**Complete the following**.
a – In the passage about Mike Shatzkin, in what year did he start the Idea Logical Company?
b – List every person named in the passage about Mike Shatzkin.
c – Continue the passage about Mike Shatzkin from its last sentence.

**Passage to read**.
His father, Leonard Shatzkin, joined Doubleday after working as a scientist on the Manhattan Project. He standardized the sizes of the company’s books, championed paperbacks, and helped bookish executives better understand profit-and-loss statements. He later started the Two Continents Publishing Group, a book distributor, with his wife, Eleanor Shatzkin, a physicist.
Mike Shatzkin began working for his parents in 1972. He started the Idea Logical Company, a largely one-man operation, in 1979.
One of his longtime clients, John Ingram, the chairman of the global book distributor Ingram Industries, called Mr. Shatzkin his “thought partner.”
“Mike deeply understood everything in publishing, all of its intricacies and idiosyncratic ways,” Mr. Ingram said in an interview. “But he also knew how to see ahead of what was coming, and that made him valuable to me.”
Mr. Shatzkin, who read lips to compensate for his hearing loss, did not communicate his views via PowerPoint.
“It was more like getting together over scrambled eggs,” Mr. Ingram said. “We’d go have breakfast or lunch, and Mike would say things like: ‘I came across this. Have you thought about it? Do you know about this?’ It was organic and interactive, and he made you think.”
Michael Shatzkin was born on June 6, 1947, in Manhattan and grew up in Croton-on-Hudson, N.Y., in Westchester County. His parents were cerebral and quirky. They spent their honeymoon in 1940 campaigning for Norman Thomas, the six-time Socialist Party candidate for president.
Growing up, Mike was obsessed with baseball, a fixation his parents could not comprehend. His father took him to a Yankees game one Sunday and spent the entire afternoon in the stands reading The New York Times.
When Mike was 15, his father helped him get a job as a sales clerk at the Rockefeller Center bookstore Brentano’s. His hearing issues, which stemmed from a childhood infection, were a constant impediment.

**Record extracts**.
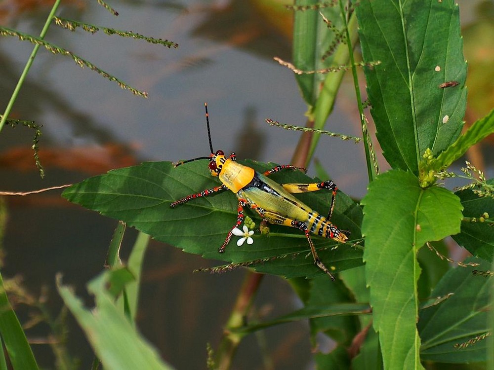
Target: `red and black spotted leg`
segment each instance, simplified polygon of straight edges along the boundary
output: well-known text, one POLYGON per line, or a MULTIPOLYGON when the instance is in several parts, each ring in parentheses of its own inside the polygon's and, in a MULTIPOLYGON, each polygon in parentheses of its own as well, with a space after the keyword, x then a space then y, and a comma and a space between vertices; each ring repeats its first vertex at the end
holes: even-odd
POLYGON ((223 243, 223 245, 219 247, 218 249, 218 252, 220 253, 223 253, 225 252, 225 247, 228 245, 230 243, 230 240, 232 238, 232 235, 233 235, 233 229, 235 227, 238 227, 240 226, 241 224, 244 222, 244 218, 245 217, 244 215, 244 207, 247 207, 248 205, 248 203, 246 199, 239 199, 239 207, 237 208, 237 222, 235 223, 235 225, 232 227, 231 230, 230 230, 230 232, 228 233, 228 235, 226 236, 226 239, 225 239, 225 242, 223 243))
POLYGON ((329 212, 328 213, 328 219, 331 220, 331 216, 333 214, 333 209, 334 208, 334 199, 336 196, 336 191, 338 191, 338 186, 331 180, 323 181, 320 184, 317 184, 317 187, 320 189, 326 189, 330 190, 332 192, 331 195, 331 206, 329 207, 329 212))
POLYGON ((283 164, 280 166, 277 166, 270 170, 268 170, 263 174, 265 176, 269 176, 271 174, 274 174, 275 172, 278 172, 282 170, 300 170, 300 171, 303 171, 304 173, 307 172, 307 170, 303 167, 297 167, 296 166, 292 166, 290 164, 283 164))
POLYGON ((317 253, 316 252, 316 248, 314 246, 314 243, 312 243, 312 239, 310 238, 310 232, 309 231, 309 229, 307 228, 307 225, 305 224, 305 222, 302 222, 301 221, 293 220, 291 222, 291 225, 292 227, 296 227, 299 230, 304 232, 305 234, 305 237, 307 238, 307 241, 309 242, 309 245, 310 247, 310 251, 311 253, 312 253, 312 257, 314 257, 314 264, 323 271, 329 275, 329 277, 331 278, 331 280, 334 281, 334 277, 331 274, 330 272, 329 272, 329 270, 328 269, 328 267, 324 265, 324 263, 323 263, 321 259, 319 259, 319 256, 317 255, 317 253))
POLYGON ((214 193, 217 193, 218 191, 221 191, 223 190, 226 190, 228 188, 226 187, 224 185, 220 185, 219 186, 215 186, 210 189, 206 189, 206 190, 203 190, 200 193, 198 193, 197 194, 191 194, 190 195, 187 195, 187 196, 182 198, 180 200, 177 200, 175 202, 173 202, 170 205, 170 207, 172 208, 175 207, 175 206, 178 204, 182 204, 186 202, 188 202, 191 199, 194 199, 196 198, 201 198, 201 197, 206 196, 207 195, 210 195, 211 194, 214 194, 214 193))

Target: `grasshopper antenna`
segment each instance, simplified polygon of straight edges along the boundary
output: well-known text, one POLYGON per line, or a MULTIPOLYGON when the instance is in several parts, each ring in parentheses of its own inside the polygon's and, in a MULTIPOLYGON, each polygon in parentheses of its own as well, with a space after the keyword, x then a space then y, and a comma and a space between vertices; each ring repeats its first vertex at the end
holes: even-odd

**Results of the tasks**.
a – 1979

b – Leonard Shatzkin, Eleanor Shatzkin, Mike (Michael) Shatzkin, John Ingram, Norman Thomas

c –
“When people told me their names, I almost never could hear them well enough to get it straight, so I routinely would ask them ‘please spell it,’” he wrote in a blog post. “That was the simplest way for me to get it right. The embarrassing moment came when I asked John Dos Passos to ‘please spell it.’ I became mortified on the ‘capital P-a-s …’”
Mr. Shatzkin studied political science at the University of California, Los Angeles, and graduated in 1969. He worked on George McGovern’s presidential campaign in 1972.
He also dabbled in music. In 1969, under the name Shaz, he recorded “Wanted,” an album on which he sang and played acoustic guitar; it was produced by J.W. Alexander, a key figure in the careers of Lou Rawls and Sam Cooke. He and Ms. Moran, whom he married in 1976, later managed a New Zealand rock band, the Drongos.
Mr. Shatzkin published several books, including “Baseball Explained” (1987), “The Ballplayers” (1990), “The Little Giant Encyclopedia of Baseball Quizzes” (1999) and, with Robert Paris Riger, “The Book Business: What Everyone Needs to Know” (2019).
He had recently become active in efforts to combat climate change. He and Lena Tabori, a former publishing executive, founded the nonprofit organization Climate Change Resources in 2021.
In addition to his wife, Mr. Shatzkin is survived by his sisters, Nance and Karen Shatzkin.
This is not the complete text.